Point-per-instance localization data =
******

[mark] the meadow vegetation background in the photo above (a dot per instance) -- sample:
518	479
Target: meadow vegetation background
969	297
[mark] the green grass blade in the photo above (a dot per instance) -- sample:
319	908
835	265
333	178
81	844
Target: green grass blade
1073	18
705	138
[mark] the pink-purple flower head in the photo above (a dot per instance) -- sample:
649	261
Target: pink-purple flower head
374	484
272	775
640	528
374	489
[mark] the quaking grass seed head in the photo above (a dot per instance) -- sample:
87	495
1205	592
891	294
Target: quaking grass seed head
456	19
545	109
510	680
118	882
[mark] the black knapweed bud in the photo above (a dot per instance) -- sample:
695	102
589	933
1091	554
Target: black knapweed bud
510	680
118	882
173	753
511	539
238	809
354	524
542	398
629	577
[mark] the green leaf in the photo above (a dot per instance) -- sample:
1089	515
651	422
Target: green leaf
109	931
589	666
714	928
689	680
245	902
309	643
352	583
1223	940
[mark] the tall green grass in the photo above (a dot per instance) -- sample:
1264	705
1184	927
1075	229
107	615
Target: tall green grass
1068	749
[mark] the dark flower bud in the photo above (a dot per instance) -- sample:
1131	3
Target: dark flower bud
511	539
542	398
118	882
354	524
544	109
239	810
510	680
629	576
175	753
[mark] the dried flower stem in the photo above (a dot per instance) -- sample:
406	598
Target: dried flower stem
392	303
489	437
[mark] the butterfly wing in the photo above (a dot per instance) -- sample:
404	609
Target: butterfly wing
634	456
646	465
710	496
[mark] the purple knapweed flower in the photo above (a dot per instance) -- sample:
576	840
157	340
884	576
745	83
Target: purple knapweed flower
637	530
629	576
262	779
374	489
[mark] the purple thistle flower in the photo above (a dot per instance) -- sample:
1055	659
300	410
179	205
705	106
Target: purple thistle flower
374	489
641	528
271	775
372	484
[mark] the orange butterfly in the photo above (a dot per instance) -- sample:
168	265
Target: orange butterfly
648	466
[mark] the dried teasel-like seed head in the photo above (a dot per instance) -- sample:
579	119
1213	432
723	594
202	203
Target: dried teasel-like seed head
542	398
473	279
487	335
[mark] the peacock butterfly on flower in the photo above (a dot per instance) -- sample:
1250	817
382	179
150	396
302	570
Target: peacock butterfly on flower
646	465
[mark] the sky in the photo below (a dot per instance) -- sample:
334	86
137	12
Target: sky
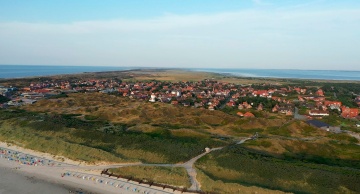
260	34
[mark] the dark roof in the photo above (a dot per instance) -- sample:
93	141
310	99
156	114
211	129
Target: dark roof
317	123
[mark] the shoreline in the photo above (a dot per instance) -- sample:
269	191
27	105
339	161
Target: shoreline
219	71
67	178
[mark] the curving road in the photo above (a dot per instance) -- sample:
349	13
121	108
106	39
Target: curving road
189	166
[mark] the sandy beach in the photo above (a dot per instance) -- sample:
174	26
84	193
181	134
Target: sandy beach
17	177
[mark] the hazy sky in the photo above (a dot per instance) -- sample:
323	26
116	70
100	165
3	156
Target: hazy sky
276	34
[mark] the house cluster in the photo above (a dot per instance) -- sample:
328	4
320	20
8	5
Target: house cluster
206	94
321	106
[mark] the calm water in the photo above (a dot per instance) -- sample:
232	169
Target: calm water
289	73
18	71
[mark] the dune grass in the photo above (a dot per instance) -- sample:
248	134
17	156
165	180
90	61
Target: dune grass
88	140
253	168
175	176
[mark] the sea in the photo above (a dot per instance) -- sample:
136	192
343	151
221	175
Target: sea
21	71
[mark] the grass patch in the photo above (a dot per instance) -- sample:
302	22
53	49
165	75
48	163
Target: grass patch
262	170
175	176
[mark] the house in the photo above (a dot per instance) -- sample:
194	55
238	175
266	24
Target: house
347	112
333	104
247	105
231	104
261	93
275	108
320	92
249	115
211	107
240	114
318	113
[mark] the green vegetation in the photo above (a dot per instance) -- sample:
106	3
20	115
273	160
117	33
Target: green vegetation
3	99
76	139
61	95
248	167
175	176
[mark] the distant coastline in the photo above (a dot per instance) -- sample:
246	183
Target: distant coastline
25	71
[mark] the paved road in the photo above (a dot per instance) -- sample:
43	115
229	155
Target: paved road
189	166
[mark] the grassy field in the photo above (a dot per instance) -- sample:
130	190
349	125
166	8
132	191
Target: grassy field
175	176
239	165
217	186
88	141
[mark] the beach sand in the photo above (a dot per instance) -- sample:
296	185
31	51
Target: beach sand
17	178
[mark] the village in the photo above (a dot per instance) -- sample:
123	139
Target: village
309	102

******

Exercise instructions = Reproduce the records, all of them, word for word; omit the pictures.

Written solution =
[mark] the meadow vegetation background in the photo above (a dot per instance) -- sample:
518	479
Target: meadow vegetation background
969	297
[mark] the green grass blade in the photo above (a dot per instance) -- sample:
319	908
835	265
333	178
81	844
Target: green grass blade
1073	18
705	138
[mark] the pink-purple flower head in the photo above (a dot per instance) -- sample:
649	261
Target: pink-purple flower head
374	484
272	775
640	528
374	489
[mark] the quaking grass seed head in the photo above (a dot per instance) -- sample:
87	495
1205	592
891	294
Target: quaking grass seed head
456	19
545	109
510	680
118	882
[mark] the black knapweed bud in the photo above (a dot per instance) -- sample:
695	102
589	933
1091	554
Target: black knapweed bud
510	680
118	882
173	753
511	539
238	809
354	524
542	398
629	577
[mark] the green leaf in the photo above (a dot per instance) -- sample:
1089	515
651	422
Target: green leaf
109	931
589	666
714	928
689	680
245	902
309	643
352	583
1223	940
[mark] the tall green grass in the photo above (a dot per instance) -- sample:
1264	705
1184	927
1075	229
107	615
Target: tall green grass
1068	749
[mark] the dark flower bud in the photo above (a dot per instance) -- sample:
1131	3
Target: dark flower bud
511	539
542	398
118	882
354	524
544	109
239	810
510	680
629	576
175	753
[mark] the dried flower stem in the photo above (a dot per instance) -- sample:
406	598
Target: dried flower stem
392	303
489	437
[mark] the butterfly wing in the photo above (a dot per instance) -- sample:
404	609
Target: butterfly wing
634	456
646	465
710	496
[mark] the purple knapweed flower in the photo above (a dot per instance) -- sample:
576	840
157	340
884	576
745	83
Target: purple knapweed flower
637	530
629	576
262	779
374	489
[mark] the purple thistle flower in the photo above (a dot per instance) -- sample:
1055	659
300	410
179	205
705	106
Target: purple thistle flower
374	489
641	528
271	775
372	484
[mark] the orange butterfly in the photo above (a dot per instance) -- sample:
168	265
Target: orange butterfly
648	466
[mark] the dried teasel-like seed head in the photo above (a dot per instance) -- sample:
579	119
1213	432
723	594
202	203
Target: dried teasel-like seed head
542	398
473	279
487	335
[mark] the peacock butterfly on flower in the photo above (a dot per instance) -- sample:
1250	817
382	179
150	396
302	570
Target: peacock butterfly on flower
646	465
[mark] the sky in the photo below (a dot per instance) -- sample:
334	86
137	12
Target: sky
260	34
[mark] the dark roof in the photo above (a dot per instance) -- sample:
93	141
310	99
156	114
211	129
Target: dark roof
317	123
[mark] the shoreline in the photo above (a dot per instance) -- sample:
269	191
27	105
339	161
Target: shoreline
219	71
67	178
[mark] the curving road in the photo above (a dot per instance) -- sample:
349	13
121	108
106	39
Target: curving road
189	166
[mark] the sandy beach in the photo above (a dot per instance) -- sample:
174	26
84	193
181	134
Target: sandy beach
17	177
[mark] the hazy sky in the photo above (a dot per instance) -- sample:
323	26
116	70
100	165
3	156
Target: hazy sky
276	34
[mark] the house cluster in the photo above (a dot per instance) -- sample:
328	4
320	20
8	5
Target: house cluster
206	94
321	106
[mark] the calm water in the photo above (a dot per instance) -- sample:
232	169
Target: calm water
289	73
18	71
[mark] the dune grass in the photo above (a dot per instance) -- sample:
248	134
17	156
165	180
90	61
Target: dune grass
88	140
253	168
175	176
[mark] the sea in the photo above (a dot per instance) -- sample:
136	192
343	151
221	175
Target: sea
21	71
[mark] the grass patch in the photo above (a dot per instance) -- sample:
302	22
53	49
165	75
48	163
Target: grass patch
262	170
175	176
[mark] the house in the photo above (a dot per instance) -- sample:
194	55
238	175
266	24
Target: house
347	112
333	104
247	105
231	104
261	93
275	108
320	92
249	115
211	107
240	114
318	113
[mark] the green vegetation in the photo above (a dot per instance) -- sample:
106	3
20	115
273	160
117	33
Target: green vegetation
3	99
76	139
61	95
248	167
175	176
[mark] the distant coastline in the photo above (a dot per instance) -- sample:
246	183
Target: distant coastline
25	71
[mark] the paved road in the photo above (a dot per instance) -- sample:
43	115
229	155
Target: paved road
189	166
[mark] the grassy field in the photo above (a dot per instance) -- sample:
130	190
349	125
166	8
132	191
Target: grassy field
175	176
239	165
217	186
88	141
[mark] the beach sand in the photo above (a dot per instance) -- sample:
296	185
31	51
Target: beach sand
17	178
[mark] the village in the photo above (a dot per instance) -- sample:
123	139
Target: village
309	102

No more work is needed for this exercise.